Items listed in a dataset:
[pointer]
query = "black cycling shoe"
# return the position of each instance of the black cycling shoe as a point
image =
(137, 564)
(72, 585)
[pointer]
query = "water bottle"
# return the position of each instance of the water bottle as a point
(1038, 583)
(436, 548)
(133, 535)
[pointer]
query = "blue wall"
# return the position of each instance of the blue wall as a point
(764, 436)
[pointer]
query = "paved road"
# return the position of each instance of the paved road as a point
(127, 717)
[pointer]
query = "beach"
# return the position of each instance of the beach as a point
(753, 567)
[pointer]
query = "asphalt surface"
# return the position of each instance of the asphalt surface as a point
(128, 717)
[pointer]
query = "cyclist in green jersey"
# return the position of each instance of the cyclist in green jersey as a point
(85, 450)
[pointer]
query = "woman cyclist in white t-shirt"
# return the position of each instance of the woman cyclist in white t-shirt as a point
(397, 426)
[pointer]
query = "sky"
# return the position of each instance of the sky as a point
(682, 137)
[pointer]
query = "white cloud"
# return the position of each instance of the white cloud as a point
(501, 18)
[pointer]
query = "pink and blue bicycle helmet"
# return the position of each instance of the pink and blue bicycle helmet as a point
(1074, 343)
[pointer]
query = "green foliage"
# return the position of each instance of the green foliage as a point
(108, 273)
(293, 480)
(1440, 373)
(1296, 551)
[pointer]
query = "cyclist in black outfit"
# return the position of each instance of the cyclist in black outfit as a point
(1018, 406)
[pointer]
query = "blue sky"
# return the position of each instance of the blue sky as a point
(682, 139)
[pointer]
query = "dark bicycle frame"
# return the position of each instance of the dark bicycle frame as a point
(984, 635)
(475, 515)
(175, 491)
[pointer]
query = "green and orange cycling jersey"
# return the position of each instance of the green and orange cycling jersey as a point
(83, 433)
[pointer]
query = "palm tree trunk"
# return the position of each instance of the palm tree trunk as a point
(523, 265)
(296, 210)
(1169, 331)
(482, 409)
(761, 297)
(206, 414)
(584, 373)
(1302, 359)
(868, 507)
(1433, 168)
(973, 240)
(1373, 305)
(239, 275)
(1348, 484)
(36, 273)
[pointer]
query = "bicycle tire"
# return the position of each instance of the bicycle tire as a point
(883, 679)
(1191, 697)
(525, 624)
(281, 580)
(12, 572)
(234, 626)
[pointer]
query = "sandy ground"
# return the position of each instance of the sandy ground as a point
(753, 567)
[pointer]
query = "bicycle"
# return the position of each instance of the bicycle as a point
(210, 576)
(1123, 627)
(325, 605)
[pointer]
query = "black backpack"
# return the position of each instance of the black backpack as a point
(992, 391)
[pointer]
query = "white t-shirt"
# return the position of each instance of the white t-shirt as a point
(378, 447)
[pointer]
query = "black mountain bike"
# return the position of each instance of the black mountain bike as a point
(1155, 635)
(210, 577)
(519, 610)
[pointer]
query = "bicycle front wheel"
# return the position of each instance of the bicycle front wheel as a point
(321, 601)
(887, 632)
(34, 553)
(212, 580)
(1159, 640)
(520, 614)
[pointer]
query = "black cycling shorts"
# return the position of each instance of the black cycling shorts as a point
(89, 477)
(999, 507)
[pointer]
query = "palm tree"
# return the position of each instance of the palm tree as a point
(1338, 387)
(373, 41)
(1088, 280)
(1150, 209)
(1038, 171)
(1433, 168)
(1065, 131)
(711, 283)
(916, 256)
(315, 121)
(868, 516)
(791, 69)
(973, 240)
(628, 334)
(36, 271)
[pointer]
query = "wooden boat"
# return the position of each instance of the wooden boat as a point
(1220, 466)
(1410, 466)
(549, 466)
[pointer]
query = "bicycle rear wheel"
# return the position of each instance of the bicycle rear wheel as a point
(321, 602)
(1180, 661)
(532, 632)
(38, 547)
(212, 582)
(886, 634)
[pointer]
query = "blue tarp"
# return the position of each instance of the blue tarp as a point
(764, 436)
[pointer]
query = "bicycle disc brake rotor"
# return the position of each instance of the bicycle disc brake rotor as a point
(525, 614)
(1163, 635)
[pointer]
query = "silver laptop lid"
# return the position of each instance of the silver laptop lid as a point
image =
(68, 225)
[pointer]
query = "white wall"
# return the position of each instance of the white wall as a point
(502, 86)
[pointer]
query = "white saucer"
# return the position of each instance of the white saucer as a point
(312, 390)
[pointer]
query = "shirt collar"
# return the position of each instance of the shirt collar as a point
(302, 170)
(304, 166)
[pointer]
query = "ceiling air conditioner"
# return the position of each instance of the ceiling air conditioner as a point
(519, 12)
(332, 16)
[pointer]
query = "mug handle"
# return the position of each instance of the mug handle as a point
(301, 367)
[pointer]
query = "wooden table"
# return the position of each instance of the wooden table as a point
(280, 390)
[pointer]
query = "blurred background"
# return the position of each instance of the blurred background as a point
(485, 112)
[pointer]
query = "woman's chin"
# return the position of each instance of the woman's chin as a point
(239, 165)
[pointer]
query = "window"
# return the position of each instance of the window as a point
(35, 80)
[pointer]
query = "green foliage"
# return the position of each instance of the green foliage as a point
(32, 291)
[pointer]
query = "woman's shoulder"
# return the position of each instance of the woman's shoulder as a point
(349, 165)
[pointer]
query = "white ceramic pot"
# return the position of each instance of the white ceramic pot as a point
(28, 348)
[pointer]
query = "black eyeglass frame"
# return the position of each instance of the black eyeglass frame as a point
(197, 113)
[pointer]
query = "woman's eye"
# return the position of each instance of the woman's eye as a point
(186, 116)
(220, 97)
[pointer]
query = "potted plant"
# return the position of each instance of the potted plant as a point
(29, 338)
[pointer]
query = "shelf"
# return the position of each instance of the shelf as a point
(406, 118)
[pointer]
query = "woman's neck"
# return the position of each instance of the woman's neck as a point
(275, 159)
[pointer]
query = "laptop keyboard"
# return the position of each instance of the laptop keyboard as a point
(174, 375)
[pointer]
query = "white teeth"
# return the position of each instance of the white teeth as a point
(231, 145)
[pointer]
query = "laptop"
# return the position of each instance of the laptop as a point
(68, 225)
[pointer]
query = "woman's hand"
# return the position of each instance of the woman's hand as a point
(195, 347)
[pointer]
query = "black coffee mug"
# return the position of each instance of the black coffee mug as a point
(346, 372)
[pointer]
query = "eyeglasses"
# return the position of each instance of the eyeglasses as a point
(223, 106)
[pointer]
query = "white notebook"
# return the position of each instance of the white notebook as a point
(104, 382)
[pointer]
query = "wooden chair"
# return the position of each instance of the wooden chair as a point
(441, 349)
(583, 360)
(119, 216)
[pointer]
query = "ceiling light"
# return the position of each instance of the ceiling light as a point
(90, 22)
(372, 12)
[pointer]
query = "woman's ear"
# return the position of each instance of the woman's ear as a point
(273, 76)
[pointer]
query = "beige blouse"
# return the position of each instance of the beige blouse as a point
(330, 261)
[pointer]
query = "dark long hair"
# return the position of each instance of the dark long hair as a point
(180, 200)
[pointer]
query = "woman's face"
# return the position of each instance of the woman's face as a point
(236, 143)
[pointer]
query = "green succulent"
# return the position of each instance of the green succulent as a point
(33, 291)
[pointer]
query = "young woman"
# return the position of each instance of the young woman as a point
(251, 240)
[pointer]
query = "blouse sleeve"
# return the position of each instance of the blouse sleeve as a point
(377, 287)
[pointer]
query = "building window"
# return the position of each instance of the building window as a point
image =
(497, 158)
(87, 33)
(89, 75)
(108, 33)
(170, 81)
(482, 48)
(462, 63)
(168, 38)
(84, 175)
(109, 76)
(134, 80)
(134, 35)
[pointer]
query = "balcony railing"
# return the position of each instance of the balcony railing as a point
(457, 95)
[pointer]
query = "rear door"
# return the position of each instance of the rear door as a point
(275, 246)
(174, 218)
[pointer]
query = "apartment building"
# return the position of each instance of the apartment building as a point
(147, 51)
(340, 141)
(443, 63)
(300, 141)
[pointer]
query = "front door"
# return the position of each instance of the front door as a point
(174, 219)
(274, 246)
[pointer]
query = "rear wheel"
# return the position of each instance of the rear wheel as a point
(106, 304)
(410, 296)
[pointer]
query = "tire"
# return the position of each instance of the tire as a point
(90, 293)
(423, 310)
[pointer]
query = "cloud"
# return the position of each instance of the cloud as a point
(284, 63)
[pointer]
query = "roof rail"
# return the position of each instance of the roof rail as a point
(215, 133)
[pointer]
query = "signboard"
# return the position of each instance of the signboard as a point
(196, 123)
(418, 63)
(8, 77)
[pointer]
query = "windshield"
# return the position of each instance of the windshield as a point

What the exercise asks:
Looking at the entries above, say how many lines contain the word "shoe". Only the number is wanted.

Your solution:
2